*Exercise*: The line containing "target | palm tree" marks where to begin; quote it and every line after it through the end of the data, exactly as written.

Material to process Start Marker

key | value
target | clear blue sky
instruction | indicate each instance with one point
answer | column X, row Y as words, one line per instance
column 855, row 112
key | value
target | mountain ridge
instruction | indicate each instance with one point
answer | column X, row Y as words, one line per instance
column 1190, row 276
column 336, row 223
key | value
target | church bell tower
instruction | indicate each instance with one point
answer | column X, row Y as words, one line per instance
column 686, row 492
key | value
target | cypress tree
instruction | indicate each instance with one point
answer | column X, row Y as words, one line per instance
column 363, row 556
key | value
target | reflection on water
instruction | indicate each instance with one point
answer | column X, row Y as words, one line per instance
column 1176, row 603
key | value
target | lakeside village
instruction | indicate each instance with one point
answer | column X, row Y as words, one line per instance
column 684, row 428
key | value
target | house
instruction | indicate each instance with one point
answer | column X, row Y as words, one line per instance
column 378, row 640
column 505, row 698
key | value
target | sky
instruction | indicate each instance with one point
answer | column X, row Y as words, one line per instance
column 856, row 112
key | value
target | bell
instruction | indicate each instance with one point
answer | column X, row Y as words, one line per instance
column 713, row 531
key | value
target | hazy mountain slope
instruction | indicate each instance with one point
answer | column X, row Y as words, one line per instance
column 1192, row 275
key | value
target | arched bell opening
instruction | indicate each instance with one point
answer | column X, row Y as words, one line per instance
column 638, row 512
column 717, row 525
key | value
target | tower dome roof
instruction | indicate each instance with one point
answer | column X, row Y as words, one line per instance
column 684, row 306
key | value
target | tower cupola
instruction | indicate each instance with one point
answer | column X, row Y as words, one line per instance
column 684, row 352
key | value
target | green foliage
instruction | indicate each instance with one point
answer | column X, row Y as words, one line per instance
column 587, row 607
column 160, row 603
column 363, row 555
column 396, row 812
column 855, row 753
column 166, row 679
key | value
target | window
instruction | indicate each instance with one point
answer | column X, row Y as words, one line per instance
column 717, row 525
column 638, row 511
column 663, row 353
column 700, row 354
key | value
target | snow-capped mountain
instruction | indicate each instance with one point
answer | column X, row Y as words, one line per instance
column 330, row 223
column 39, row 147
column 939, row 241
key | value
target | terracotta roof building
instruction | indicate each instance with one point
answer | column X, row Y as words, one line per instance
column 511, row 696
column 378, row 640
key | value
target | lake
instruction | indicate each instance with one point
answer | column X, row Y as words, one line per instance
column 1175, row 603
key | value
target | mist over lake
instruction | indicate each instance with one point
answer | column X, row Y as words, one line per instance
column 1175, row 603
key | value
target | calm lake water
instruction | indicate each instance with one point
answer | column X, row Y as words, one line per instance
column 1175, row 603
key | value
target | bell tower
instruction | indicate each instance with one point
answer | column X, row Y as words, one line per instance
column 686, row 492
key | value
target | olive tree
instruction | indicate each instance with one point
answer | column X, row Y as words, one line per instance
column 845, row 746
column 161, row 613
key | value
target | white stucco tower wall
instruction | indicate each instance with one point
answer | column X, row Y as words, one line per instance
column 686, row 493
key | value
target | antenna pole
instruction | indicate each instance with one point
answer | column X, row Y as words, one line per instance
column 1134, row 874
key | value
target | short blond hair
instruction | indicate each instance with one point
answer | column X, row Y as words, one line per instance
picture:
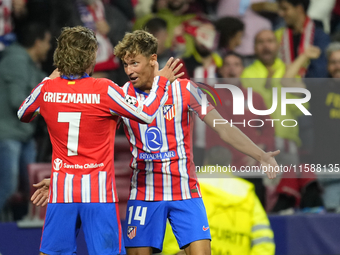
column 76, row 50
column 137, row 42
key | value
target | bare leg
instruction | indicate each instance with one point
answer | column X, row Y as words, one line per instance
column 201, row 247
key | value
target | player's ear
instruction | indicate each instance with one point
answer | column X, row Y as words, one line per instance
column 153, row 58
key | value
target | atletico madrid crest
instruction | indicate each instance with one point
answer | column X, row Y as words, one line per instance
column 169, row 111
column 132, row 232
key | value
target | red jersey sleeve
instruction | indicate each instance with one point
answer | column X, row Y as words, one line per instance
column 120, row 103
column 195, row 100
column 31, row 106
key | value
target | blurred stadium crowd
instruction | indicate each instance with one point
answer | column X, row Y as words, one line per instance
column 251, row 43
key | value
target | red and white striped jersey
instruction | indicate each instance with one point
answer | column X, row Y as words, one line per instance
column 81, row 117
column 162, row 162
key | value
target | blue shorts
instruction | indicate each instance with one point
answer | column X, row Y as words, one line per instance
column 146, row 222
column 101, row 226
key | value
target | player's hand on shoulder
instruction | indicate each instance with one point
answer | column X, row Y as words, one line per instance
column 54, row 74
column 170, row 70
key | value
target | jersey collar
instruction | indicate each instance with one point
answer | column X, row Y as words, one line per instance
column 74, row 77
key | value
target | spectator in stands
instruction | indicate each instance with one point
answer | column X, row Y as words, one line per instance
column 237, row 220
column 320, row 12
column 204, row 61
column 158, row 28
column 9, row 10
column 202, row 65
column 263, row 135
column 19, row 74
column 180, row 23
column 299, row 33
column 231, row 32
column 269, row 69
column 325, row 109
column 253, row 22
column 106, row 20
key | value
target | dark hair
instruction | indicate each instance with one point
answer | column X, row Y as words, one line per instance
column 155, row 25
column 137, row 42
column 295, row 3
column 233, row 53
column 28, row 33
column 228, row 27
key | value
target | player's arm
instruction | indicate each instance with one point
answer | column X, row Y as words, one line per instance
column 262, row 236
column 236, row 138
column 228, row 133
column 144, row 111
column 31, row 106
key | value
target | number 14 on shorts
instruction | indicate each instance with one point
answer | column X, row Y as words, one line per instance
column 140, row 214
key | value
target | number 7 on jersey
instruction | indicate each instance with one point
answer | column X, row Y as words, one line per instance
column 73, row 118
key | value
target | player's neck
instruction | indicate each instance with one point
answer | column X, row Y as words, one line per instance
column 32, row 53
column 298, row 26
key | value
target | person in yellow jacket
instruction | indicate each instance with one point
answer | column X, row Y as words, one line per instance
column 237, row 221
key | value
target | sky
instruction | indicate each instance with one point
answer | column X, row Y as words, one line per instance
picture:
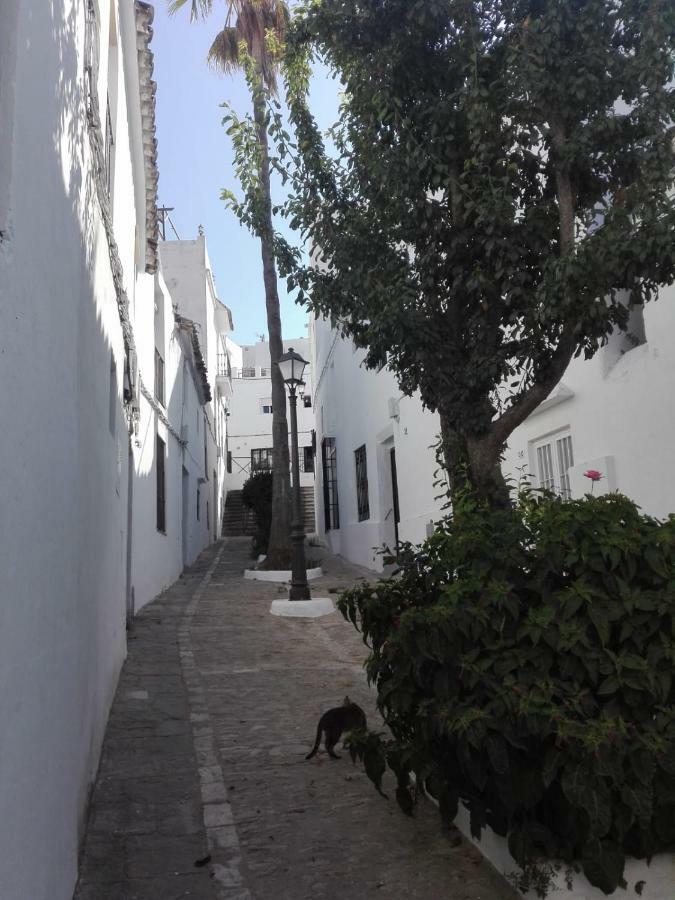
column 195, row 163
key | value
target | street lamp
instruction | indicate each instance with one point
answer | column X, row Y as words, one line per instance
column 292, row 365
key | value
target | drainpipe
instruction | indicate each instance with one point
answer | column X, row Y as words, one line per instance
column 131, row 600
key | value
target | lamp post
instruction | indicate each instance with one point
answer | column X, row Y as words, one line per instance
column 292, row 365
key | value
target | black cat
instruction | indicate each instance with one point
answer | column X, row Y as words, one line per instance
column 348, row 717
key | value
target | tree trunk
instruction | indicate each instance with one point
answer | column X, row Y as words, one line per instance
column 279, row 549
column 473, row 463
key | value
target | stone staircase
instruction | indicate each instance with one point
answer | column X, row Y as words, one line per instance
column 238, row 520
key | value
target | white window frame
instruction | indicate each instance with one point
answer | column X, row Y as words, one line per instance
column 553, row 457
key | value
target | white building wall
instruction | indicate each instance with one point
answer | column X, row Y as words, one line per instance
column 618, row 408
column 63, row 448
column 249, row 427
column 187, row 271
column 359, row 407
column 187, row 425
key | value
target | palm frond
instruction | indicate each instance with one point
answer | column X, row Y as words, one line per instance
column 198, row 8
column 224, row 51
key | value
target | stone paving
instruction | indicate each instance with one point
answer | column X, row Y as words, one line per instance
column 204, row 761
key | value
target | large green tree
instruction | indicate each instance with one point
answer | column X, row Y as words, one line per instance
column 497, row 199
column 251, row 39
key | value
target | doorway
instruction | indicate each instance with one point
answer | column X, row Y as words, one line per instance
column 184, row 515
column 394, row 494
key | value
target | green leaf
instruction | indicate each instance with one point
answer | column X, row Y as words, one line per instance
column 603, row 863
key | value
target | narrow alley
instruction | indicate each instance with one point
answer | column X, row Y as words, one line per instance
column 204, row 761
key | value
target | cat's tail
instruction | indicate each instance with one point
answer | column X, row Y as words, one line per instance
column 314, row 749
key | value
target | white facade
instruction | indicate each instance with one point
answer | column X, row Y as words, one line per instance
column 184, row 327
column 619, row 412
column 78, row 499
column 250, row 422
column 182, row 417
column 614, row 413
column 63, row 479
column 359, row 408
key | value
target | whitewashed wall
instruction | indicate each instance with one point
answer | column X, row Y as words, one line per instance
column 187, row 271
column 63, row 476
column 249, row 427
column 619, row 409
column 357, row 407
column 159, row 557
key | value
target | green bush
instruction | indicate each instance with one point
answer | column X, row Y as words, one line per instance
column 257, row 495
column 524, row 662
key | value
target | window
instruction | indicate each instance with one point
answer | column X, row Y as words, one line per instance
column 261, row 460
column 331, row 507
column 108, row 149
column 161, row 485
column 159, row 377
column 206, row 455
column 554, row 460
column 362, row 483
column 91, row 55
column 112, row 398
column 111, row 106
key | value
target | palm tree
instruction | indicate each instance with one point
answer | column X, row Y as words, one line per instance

Material to process End Marker

*Answer area*:
target | palm tree
instruction | indicate each instance with one point
answer | column X, row Y as words, one line per instance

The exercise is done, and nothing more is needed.